→ Task objective:
Copy out every record precisely.

--- Source material ---

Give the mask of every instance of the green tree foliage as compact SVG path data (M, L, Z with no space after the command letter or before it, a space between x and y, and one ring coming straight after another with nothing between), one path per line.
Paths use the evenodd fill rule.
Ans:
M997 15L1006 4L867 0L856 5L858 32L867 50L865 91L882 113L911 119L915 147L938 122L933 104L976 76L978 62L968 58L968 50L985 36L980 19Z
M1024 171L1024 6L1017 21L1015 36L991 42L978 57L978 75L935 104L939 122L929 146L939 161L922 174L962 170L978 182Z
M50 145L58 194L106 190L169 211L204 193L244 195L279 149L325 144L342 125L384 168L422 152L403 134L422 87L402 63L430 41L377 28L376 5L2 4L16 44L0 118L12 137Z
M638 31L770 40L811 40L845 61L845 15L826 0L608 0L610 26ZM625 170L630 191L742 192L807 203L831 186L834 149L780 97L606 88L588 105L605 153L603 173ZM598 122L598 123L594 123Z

---

→ Task solution:
Give the mask of every instance of the green tree foliage as compact SVG path data (M, L, Z with no space after the command letter or before it, a space between x and y, and one ring coming straight after another with nothing between), one path per line.
Paths use the evenodd fill rule.
Ans:
M997 15L1006 4L867 0L856 5L858 32L867 50L865 91L882 113L911 119L915 147L938 122L933 104L976 76L978 62L968 58L968 50L985 36L980 19Z
M1024 171L1024 6L1017 21L1015 36L991 42L978 57L978 75L935 104L939 122L929 146L939 161L922 174L962 170L978 182Z
M50 145L58 194L106 190L169 211L204 193L244 195L279 149L325 144L342 125L384 168L422 152L403 134L422 87L402 63L430 41L377 28L376 5L2 4L16 44L0 118L12 137Z
M638 31L770 40L811 40L845 61L845 15L826 0L608 0L610 26ZM625 170L630 191L742 192L807 203L831 186L834 149L780 97L606 88L588 105L605 153L603 173ZM598 122L598 123L594 123Z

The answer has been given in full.